A la memoria de S A y M C G
Dos caballos aguardan oteando el monte. Presumiblemente, desde un bote que acaba de cruzar el río, alguien extrae el cargamento y, por atrás, lo acomoda minuciosamente en el carro al que están enganchados. Cuando no hay crecida, esta etapa sobra, puesto que los animales cruzan el agua sin necesidad de auxilio. Las lluvias de los últimos días elevaron apenas el nivel del Cuareim, y pasar con el carro ahora significaría arriesgar la mercadería. Al cabo de un rato, arrancan por el camino de tierra alejándose del agua. Llevan un lote de ladrillos brasileños, procedentes de Quaraí, ciudad lindera con Artigas. Amenazante, el diestro conductor sostiene las riendas parado sobre la carga y controla la marcha a golpes de rebenque. Al paso, dirige un saludo por lo bajo, a medias entre la cortesía lugareña y la parquedad de quien camina por el pretil de lo indebido. Minutos antes, un veterano, con destreza adolescente, hizo lo mismo con un carro colmado de garrafas de gas. Ambos subieron al trote hacia el centro de la ciudad uruguaya, ante la pasividad de los vecinos y bajo el sol tórrido del mediodía.
Episodios como este –observado en una de las angostas curvas del río Cuareim, del lado artiguense– son los que mantienen en vilo a los ladrilleros de la ciudad. Hace pocos meses, los “oleros”1 (que así se conoce a los constructores artesanales de ladrillos) estuvieron a punto de cortar el paso del Puente Internacional de La Concordia. Fastidiados por un oficio que en el último tiempo no ofrece más que disgustos, acuciados por las urgencias económicas, e impacientes ante la indiferencia de los jerarcas municipales, se dispusieron a impedir la circulación por la principal vía terrestre del departamento para llegar a Brasil. ¿La razón? El incesante contrabando de ladrillos industriales brasileños que cruzan el río para alimentar las obras del lado uruguayo, mermando la venta doméstica de los viejos bloques de adobe cocido fabricados históricamente a la orilla del río.
Nada sucedió. La Intendencia dirigida por el nacionalista Pablo Caram desactivó la bomba con una partida especialmente dirigida a comprar los miles de ladrillos que se amontonaban en los hornos a lo largo de la costa del Cuareim, al punto de sobrepasar las reales necesidades municipales. Sin embargo la solución es momentánea. Los ladrilleros –manos hendidas, piel oscura, mirada retadora– lograron una reunión con los directores de Aduanas y otras autoridades a fin de solucionar el mal paso. Pero no habituados a las herramientas de organización sindical, la rabia de los obreros del barro se disolvió en aquella dichosa reunión donde les prometieron respuestas que hasta hoy no llegaron. Rumiando el asunto, volvieron a los hornos.
***
Tierra, viruta de madera, cáscara de arroz (ocasionalmente también cama de caballos). Una fuente cercana de agua. Un caballo al menos. Un terreno amplio y nivelado. Algunas pocas herramientas de factura rústica. Mucha leña o cualquier madera que sirva para iniciar el fuego. Una cintura entrenada. Varias horas al sol. Paciencia. Eso y un pacto sobrenatural con alguna deidad que garantice el buen clima durante todo el proceso de producción. Hacer ladrillos, como se hace a orillas del Cuareim, requiere sobre todo del sol rajando la tierra. El verano es la temporada ideal para el oficio. Y el agua es material indispensable, siempre que no venga del cielo o brote del río a borbollones con las inundaciones. La enemistad con la lluvia es peculiaridad del oficio.

## Listado de datos

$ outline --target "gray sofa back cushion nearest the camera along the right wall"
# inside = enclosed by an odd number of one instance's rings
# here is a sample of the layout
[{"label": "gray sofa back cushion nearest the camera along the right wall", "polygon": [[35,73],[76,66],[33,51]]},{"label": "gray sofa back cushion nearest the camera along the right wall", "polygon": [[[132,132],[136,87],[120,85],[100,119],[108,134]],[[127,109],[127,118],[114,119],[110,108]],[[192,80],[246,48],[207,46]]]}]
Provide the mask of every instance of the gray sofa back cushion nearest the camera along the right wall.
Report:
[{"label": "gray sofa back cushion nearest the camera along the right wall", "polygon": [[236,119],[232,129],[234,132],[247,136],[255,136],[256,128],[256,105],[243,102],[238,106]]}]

## Ejercicios propuestos
(1) Según el texto sobre los ladrilleros del Cuareim, ¿de qué ciudad proceden los ladrillos brasileños que transporta el carro?
(2) Reproduce del texto sobre los ladrilleros del Cuareim el fragmento que va desde "Episodios como este" hasta "orilla del río.", ambos incluidos.

## Soluciones
(1) De Quaraí, ciudad lindera con Artigas.

(2)
Episodios como este –observado en una de las angostas curvas del río Cuareim, del lado artiguense– son los que mantienen en vilo a los ladrilleros de la ciudad. Hace pocos meses, los “oleros”1 (que así se conoce a los constructores artesanales de ladrillos) estuvieron a punto de cortar el paso del Puente Internacional de La Concordia. Fastidiados por un oficio que en el último tiempo no ofrece más que disgustos, acuciados por las urgencias económicas, e impacientes ante la indiferencia de los jerarcas municipales, se dispusieron a impedir la circulación por la principal vía terrestre del departamento para llegar a Brasil. ¿La razón? El incesante contrabando de ladrillos industriales brasileños que cruzan el río para alimentar las obras del lado uruguayo, mermando la venta doméstica de los viejos bloques de adobe cocido fabricados históricamente a la orilla del río.